▶ _Instrucciones y requisitos_
Transcriba sin alteraciones el fragmento del texto sobre la generación decapitada que comienza en "Por dificultades económicas" y termina en "nacional e internacional.".

LA GENERACIÓN DECAPITADA
Los hombres que conformaron la generación decapitada fueron los quiteños Humberto Fierro y Arturo Borja; y los guayaquileños Ernesto Noboa y Caamaño y Medardo Ángel Silva. Como parte de las ironías de la vida, el bautizo de la agrupación fue años después de sus muertes. Como influencia principal, bastión de estos hombres de letras, nos encontramos con el gran poeta Rubén Darío. El nicaragüense, quien fuera considerado el padre del modernismo literario latinoamericano, fue uno de los tizones que encendió la llama de las letras en los corazones de estos cuatro hombres. Dos detalles importantes que influyeron grandemente en la vida de estos hombres fueron el desamor y el abuso del opio. Esta intensa mezcla causaba fosos letrados profundos en los que las letras emergían una tras otra, dando origen a su poesía. Al leerles, es posible sentir esa aura pesada de desgano, de tristeza perenne.
Medardo Ángel Silva
Era originario de Guayaquil. Nació en 1898,
un 8 de junio. Su vida estuvo marcada la pobreza; esta generó un sentimiento
propio de rechazo y oprobio, a pesar de poseer un talento inmenso para las
letras.
Por dificultades económicas debió abandonar
sus estudios en el Colegio Vicente Rocafuerte. Eso no impidió que siguiera
escribiendo y que su poesía, a tan temprana edad, fuera reconocida a nivel
nacional e internacional.

(Extractos de conjuntos de datos etiquetados con recuadros)

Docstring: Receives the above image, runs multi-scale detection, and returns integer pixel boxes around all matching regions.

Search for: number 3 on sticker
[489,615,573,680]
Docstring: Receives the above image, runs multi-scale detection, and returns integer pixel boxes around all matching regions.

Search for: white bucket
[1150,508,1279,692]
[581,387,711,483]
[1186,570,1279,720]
==
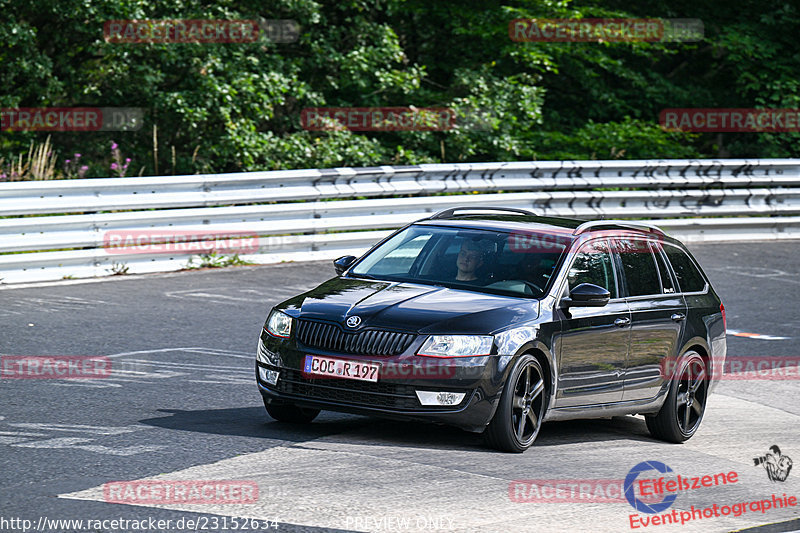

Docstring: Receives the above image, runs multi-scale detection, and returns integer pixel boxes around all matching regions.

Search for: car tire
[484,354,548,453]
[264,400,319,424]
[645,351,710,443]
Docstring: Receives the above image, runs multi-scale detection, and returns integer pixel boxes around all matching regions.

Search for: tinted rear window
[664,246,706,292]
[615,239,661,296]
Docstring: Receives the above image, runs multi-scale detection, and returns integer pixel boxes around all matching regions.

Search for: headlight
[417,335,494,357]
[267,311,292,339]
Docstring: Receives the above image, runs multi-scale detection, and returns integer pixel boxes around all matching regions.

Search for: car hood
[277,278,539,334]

▶ _Solución desarrollada_
Por dificultades económicas debió abandonar
sus estudios en el Colegio Vicente Rocafuerte. Eso no impidió que siguiera
escribiendo y que su poesía, a tan temprana edad, fuera reconocida a nivel
nacional e internacional.